** Start of DATA ENTRIES **

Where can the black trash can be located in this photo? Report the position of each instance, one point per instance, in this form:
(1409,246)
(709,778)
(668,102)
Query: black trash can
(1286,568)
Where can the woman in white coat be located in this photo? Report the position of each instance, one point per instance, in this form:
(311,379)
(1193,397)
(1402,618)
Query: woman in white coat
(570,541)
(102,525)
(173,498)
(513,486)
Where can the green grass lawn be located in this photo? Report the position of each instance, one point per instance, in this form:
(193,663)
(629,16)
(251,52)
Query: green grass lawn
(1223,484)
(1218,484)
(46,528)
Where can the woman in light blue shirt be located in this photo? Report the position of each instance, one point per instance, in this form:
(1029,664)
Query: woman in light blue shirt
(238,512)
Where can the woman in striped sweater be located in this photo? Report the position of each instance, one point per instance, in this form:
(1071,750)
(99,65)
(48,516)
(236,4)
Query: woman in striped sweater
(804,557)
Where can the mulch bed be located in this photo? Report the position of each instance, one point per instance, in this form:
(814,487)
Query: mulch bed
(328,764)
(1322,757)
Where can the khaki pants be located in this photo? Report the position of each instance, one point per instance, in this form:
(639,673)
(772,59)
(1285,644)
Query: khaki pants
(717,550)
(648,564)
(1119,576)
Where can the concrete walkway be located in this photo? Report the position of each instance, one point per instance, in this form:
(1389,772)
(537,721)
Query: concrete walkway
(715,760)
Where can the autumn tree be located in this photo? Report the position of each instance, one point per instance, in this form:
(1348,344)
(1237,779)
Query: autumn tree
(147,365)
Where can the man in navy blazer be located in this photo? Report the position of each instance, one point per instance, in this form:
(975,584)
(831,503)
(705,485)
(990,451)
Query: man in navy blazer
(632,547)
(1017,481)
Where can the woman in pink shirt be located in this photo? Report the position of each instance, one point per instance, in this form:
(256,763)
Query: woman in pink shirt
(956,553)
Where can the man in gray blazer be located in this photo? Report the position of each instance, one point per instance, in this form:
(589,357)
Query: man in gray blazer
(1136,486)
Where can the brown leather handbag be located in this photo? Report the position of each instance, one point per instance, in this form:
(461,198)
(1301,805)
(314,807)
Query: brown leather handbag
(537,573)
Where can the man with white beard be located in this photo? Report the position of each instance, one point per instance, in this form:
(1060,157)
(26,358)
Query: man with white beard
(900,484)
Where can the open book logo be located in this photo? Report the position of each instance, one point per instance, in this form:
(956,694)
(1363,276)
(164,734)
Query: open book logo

** End of DATA ENTRIES **

■ WHAT THE TASK ASKS ■
Write out the full listing, keeping every line exactly as it is.

■ WORKED SOLUTION ■
Where can the black trash can be located in this photo? Report the position of each instance, one point per instance, in this form:
(1409,246)
(709,778)
(668,102)
Query: black trash can
(1286,568)
Where can the woman in white coat be located in this photo? Report the position of each instance, one point per instance, in this form:
(311,379)
(1193,397)
(1402,618)
Query: woman in white coat
(570,541)
(102,525)
(173,498)
(513,486)
Where can the green grass lawn be located in this photo? Report the position of each instance, one point per instance, in this form:
(193,663)
(629,16)
(251,52)
Query: green grass lawn
(1223,484)
(1218,484)
(46,528)
Where can the woman in light blue shirt be located in this photo? Report the position of each instance, one point per instance, in this form:
(1029,664)
Query: woman in light blue shirt
(238,512)
Where can the woman in striped sweater be located in this photo? Report the position of each instance, one point per instance, in this form:
(1071,750)
(99,65)
(48,516)
(236,4)
Query: woman in striped sweater
(804,557)
Where can the mulch bed be located in this photo? Report the position of each instance, one point per instance, in this form:
(814,487)
Query: mulch bed
(328,764)
(1322,757)
Where can the khaki pants be located in this photo? Report the position of each instance, one point per instance, in this form:
(639,673)
(772,59)
(1285,644)
Query: khaki pants
(717,550)
(648,564)
(1119,576)
Where can the concrete walkway be located in this photo? Report the position of each instance, one point per instance, in this form:
(1389,772)
(537,721)
Query: concrete walkway
(715,760)
Where can the autumn tree be located in this photo? Report the position of each instance, one point per instance, in this form:
(1348,344)
(1237,779)
Query: autumn tree
(147,365)
Where can the man in navy blazer be located in this photo? Report the position of each instance, one point per instance, in this form:
(975,584)
(831,503)
(705,485)
(990,451)
Query: man in navy blazer
(632,547)
(1017,481)
Where can the woman in pink shirt be located in this photo? Report the position of each instance, one point per instance, in this form:
(256,763)
Query: woman in pink shirt
(956,553)
Where can the man in gray blazer be located in this photo? Report the position of each instance, one point per instance, in this form:
(589,357)
Query: man in gray blazer
(1136,486)
Where can the brown leather handbag be located in this photo? Report the position of each instance, one point per instance, in this form:
(461,198)
(1301,805)
(314,807)
Query: brown leather handbag
(537,573)
Where can the man with white beard be located in this photo? Report the position of each instance, one point per instance, in this form:
(1060,157)
(26,358)
Query: man with white beard
(900,484)
Where can the open book logo be located in this photo? Report the position of each instance, one point per instance, in this form:
(956,694)
(1363,276)
(164,734)
Query: open book logo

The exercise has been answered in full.